═════ DATASET EXCERPTS

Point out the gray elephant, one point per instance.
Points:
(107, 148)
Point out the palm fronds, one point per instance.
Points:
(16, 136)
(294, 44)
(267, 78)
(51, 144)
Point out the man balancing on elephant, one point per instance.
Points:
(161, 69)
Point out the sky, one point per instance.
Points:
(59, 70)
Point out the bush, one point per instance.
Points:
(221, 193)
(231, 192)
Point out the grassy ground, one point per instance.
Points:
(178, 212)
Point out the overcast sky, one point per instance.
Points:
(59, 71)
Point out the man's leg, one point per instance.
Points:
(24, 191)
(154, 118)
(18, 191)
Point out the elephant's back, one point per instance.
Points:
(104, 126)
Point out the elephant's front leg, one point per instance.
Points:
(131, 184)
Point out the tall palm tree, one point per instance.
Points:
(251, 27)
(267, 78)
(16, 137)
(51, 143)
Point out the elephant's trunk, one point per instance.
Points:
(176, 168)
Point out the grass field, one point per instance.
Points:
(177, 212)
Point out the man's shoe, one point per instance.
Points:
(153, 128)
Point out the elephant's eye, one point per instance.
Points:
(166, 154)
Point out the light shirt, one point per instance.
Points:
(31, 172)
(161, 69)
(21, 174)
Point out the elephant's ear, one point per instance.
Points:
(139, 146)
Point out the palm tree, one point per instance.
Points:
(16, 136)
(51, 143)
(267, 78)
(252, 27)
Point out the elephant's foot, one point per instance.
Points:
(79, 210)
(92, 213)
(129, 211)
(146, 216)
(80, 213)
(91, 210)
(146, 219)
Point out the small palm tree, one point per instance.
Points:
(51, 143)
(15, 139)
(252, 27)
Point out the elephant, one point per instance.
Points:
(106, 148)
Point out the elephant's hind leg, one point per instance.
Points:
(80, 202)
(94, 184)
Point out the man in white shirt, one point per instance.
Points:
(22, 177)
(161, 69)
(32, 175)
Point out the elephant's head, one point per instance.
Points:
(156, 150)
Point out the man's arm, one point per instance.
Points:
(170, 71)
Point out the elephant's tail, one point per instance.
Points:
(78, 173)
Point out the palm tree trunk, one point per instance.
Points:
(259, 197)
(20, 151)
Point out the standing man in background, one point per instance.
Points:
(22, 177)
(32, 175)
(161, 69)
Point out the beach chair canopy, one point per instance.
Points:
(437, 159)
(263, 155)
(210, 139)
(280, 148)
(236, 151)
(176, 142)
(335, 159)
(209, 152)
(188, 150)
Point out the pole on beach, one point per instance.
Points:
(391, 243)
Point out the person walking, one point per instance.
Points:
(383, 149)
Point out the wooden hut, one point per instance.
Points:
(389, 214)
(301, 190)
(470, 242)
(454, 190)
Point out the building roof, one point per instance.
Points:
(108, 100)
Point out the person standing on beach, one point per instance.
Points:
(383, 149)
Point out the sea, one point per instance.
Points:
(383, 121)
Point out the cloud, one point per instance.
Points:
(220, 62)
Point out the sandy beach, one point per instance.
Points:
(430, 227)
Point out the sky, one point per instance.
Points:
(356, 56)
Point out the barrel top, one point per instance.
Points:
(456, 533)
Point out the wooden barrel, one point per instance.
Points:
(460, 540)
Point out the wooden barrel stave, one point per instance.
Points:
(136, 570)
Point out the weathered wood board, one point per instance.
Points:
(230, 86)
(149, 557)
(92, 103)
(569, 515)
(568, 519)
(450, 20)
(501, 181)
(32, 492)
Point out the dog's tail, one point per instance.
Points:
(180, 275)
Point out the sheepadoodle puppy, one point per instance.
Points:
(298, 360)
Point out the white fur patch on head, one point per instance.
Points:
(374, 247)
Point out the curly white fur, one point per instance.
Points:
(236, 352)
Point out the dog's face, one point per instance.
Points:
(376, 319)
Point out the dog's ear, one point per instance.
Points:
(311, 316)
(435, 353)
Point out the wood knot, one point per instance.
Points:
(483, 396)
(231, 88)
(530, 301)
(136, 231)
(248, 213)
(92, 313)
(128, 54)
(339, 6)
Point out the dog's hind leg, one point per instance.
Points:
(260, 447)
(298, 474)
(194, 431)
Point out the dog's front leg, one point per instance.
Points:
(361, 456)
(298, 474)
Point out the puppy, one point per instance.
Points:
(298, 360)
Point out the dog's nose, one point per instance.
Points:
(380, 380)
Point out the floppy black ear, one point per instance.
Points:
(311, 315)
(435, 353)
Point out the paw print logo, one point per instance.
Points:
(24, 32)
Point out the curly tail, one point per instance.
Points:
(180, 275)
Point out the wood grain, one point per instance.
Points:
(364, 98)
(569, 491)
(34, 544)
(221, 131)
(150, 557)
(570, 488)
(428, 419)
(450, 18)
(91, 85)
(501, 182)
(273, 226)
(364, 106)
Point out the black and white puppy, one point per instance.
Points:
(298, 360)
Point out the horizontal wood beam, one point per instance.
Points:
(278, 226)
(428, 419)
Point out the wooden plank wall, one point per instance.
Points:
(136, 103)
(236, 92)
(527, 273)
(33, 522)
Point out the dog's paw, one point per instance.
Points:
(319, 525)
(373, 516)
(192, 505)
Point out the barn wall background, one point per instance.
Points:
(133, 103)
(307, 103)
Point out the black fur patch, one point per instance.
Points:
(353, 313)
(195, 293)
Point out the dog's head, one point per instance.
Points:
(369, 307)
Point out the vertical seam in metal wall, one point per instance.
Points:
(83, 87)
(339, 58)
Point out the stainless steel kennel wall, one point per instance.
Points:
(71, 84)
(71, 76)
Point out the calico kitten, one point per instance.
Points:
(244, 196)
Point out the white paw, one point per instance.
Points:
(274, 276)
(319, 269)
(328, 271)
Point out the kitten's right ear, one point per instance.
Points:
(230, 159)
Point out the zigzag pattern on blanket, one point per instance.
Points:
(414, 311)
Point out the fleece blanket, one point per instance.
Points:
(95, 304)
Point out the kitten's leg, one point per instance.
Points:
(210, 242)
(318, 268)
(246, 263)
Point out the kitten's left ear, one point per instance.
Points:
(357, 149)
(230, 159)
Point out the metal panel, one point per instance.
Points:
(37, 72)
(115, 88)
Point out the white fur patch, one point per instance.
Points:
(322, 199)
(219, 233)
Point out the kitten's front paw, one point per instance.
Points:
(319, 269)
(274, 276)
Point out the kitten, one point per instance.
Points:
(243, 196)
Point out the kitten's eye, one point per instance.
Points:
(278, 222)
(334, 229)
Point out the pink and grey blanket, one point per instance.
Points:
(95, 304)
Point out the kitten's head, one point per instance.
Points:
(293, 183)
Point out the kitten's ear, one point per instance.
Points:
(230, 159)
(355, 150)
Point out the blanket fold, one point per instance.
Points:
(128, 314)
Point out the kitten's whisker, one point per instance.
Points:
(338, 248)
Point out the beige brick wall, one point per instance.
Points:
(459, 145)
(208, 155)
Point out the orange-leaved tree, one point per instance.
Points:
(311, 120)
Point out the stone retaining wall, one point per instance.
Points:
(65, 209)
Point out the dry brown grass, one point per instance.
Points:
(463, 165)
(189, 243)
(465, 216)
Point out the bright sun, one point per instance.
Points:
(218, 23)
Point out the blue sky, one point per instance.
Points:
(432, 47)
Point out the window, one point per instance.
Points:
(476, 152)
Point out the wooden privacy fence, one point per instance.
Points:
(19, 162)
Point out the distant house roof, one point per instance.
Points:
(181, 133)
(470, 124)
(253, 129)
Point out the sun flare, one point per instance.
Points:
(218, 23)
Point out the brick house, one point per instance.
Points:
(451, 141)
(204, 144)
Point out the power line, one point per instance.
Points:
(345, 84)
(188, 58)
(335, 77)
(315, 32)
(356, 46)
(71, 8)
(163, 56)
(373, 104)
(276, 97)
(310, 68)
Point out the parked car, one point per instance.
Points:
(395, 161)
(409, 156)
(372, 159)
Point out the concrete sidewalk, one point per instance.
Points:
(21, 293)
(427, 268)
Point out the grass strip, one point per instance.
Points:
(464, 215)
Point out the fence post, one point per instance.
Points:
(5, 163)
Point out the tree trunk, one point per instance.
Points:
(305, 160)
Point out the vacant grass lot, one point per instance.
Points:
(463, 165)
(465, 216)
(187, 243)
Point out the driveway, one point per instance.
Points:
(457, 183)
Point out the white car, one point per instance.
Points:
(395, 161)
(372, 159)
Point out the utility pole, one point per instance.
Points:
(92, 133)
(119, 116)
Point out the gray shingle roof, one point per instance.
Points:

══════════

TASK TO COMPLETE >> Where in the entries does the word "trunk" occur? Copy out each line that has it.

TASK RESPONSE >>
Point out the elephant's trunk, one point per instance.
Point out the palm tree trunk, one point per instance.
Point out the tree trunk, one point per instance.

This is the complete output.